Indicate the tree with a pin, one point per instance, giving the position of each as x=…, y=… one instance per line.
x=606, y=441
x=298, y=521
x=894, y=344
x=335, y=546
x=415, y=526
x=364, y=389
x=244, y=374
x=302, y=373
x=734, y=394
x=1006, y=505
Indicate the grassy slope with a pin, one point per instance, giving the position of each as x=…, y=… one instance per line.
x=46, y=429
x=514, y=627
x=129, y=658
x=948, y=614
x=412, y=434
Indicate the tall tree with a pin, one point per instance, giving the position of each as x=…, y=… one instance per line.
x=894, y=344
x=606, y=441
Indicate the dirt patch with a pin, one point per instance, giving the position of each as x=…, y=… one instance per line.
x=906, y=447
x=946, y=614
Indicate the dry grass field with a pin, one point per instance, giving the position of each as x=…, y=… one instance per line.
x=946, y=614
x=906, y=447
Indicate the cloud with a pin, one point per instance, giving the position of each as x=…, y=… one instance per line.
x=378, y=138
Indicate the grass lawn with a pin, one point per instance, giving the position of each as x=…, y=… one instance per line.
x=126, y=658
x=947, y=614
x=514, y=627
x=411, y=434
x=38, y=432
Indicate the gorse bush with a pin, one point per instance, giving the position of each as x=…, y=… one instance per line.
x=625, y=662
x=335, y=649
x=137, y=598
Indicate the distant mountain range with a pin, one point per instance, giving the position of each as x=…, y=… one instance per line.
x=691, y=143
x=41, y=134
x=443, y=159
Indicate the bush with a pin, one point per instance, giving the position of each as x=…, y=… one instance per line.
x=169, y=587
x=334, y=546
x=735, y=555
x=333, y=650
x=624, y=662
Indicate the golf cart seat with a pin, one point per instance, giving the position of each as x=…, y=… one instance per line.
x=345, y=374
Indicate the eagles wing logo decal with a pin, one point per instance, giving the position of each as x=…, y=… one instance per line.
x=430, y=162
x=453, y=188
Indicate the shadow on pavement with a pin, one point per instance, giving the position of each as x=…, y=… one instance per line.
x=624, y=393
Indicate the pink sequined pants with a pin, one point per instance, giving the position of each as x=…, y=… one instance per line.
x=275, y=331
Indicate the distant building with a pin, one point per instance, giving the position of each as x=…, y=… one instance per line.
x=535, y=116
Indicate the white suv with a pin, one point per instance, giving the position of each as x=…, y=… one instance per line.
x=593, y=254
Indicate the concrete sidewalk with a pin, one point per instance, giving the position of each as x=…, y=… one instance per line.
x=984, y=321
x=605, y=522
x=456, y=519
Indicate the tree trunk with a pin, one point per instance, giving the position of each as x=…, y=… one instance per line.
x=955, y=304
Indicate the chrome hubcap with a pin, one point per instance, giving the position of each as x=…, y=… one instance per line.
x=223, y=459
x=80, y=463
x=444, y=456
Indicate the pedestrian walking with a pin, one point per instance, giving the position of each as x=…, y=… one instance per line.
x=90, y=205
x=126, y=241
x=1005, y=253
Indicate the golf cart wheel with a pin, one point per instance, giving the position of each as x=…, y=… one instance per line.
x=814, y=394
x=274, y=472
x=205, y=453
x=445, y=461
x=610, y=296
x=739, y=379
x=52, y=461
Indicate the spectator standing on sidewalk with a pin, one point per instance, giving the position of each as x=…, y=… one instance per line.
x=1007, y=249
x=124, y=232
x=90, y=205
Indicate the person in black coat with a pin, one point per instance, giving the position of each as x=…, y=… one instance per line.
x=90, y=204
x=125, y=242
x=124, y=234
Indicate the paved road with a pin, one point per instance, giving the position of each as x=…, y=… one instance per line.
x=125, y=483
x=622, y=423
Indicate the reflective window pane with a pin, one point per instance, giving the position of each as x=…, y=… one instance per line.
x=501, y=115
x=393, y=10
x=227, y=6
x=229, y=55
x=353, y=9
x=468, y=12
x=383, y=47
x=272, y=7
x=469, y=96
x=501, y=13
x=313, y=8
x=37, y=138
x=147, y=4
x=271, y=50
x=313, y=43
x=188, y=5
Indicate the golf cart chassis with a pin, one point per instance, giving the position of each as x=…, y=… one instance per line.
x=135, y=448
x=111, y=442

* **What needs to be done**
Give every record again, exactly as it appears.

* **Solution below**
Indicate the tree with a pin, one point per instance, giving the position of each as x=…, y=… one instance per line.
x=606, y=441
x=298, y=521
x=894, y=344
x=335, y=546
x=415, y=526
x=364, y=389
x=244, y=374
x=302, y=373
x=734, y=394
x=1006, y=505
Indicate the grassy slope with a pin, one point per instance, giving the position of each as x=…, y=… one instance per line.
x=46, y=429
x=514, y=627
x=129, y=658
x=948, y=614
x=412, y=434
Indicate the tall tree with a pin, one point per instance, giving the position of each as x=…, y=… one instance per line.
x=894, y=344
x=606, y=441
Indicate the dirt patch with a pin, one point per instance, giving the position of each as x=…, y=… one instance per line.
x=906, y=447
x=946, y=614
Indicate the dry grass field with a pin, one point per instance, giving the position of each as x=…, y=… one instance per line.
x=946, y=614
x=906, y=447
Indicate the cloud with a pin, one point per instance, giving the position of each as x=…, y=… one instance per line.
x=378, y=138
Indicate the grass lawn with a pin, one point per instance, giving the position of each as x=…, y=… one instance per line.
x=126, y=658
x=947, y=614
x=514, y=627
x=411, y=434
x=38, y=432
Indicate the gorse bush with a pin, one point per instance, giving the position of each as x=…, y=… one instance per line.
x=625, y=662
x=335, y=649
x=137, y=598
Indicate the distant mountain range with a pin, one point per instance, giving the position of each as x=…, y=… one instance per line.
x=691, y=143
x=41, y=134
x=443, y=159
Indicate the bush with a pin, one point per instance, giving the position of each as x=…, y=… one instance per line.
x=169, y=587
x=334, y=546
x=735, y=555
x=333, y=650
x=624, y=662
Indicate the golf cart seat with a pin, one point per instance, giving the position of each as x=…, y=… one instance per line.
x=345, y=374
Indicate the eagles wing logo decal with a pin, one point per instance, giving the position of each as x=…, y=… one instance per line.
x=430, y=162
x=453, y=188
Indicate the shadow on pavement with a pin, one point per instance, giving the position of each as x=…, y=… one instance per line.
x=624, y=393
Indicate the pink sequined pants with a pin, one point per instance, giving the position of each as x=…, y=… one instance per line.
x=275, y=331
Indicate the distant building with a pin, one point per instance, giving the position of each as x=…, y=… one instance per line.
x=535, y=116
Indicate the white suv with a pin, one point per instance, giving the position of each as x=…, y=… one instance per line.
x=593, y=254
Indicate the concrete sidewalk with a pin, one point per instance, giving the position of each as x=…, y=… one instance per line.
x=984, y=321
x=605, y=522
x=456, y=519
Indicate the tree trunk with a pin, one point per instance, giving the position of each as x=…, y=… one instance per line.
x=955, y=304
Indicate the chrome hubcap with a pin, one point per instance, giving the position of each as x=…, y=… one instance per line.
x=223, y=459
x=80, y=463
x=444, y=456
Indicate the pedestrian walking with a pin, one point per instance, giving the position of each as x=…, y=… one instance per line.
x=90, y=205
x=126, y=241
x=1005, y=253
Indicate the golf cart wheel with a pin, one point per instance, giving the position of each as x=…, y=… one instance per line.
x=814, y=394
x=274, y=472
x=205, y=453
x=445, y=461
x=610, y=296
x=739, y=379
x=52, y=461
Indicate the spectator standing on sidewalk with a pin, one point per instance, giving the position of each as x=…, y=… one instance per line.
x=1007, y=249
x=124, y=232
x=90, y=205
Indicate the person in black coat with a pin, one point per instance, giving the position of each as x=…, y=… one instance per line.
x=90, y=204
x=125, y=242
x=124, y=234
Indicate the paved road with a pin, one point per instance, giving the position of each as x=…, y=… one instance per line.
x=125, y=483
x=622, y=423
Indicate the reflective window pane with a pin, one point per instance, giving the position of each as x=…, y=… one instance per line.
x=501, y=115
x=393, y=10
x=227, y=6
x=229, y=55
x=353, y=9
x=468, y=12
x=383, y=47
x=272, y=7
x=469, y=96
x=501, y=13
x=313, y=8
x=37, y=138
x=147, y=4
x=271, y=50
x=313, y=43
x=188, y=5
Indicate the golf cart chassis with a pin, one point per instance, giving the position of each as x=…, y=… one instance per line.
x=135, y=448
x=111, y=442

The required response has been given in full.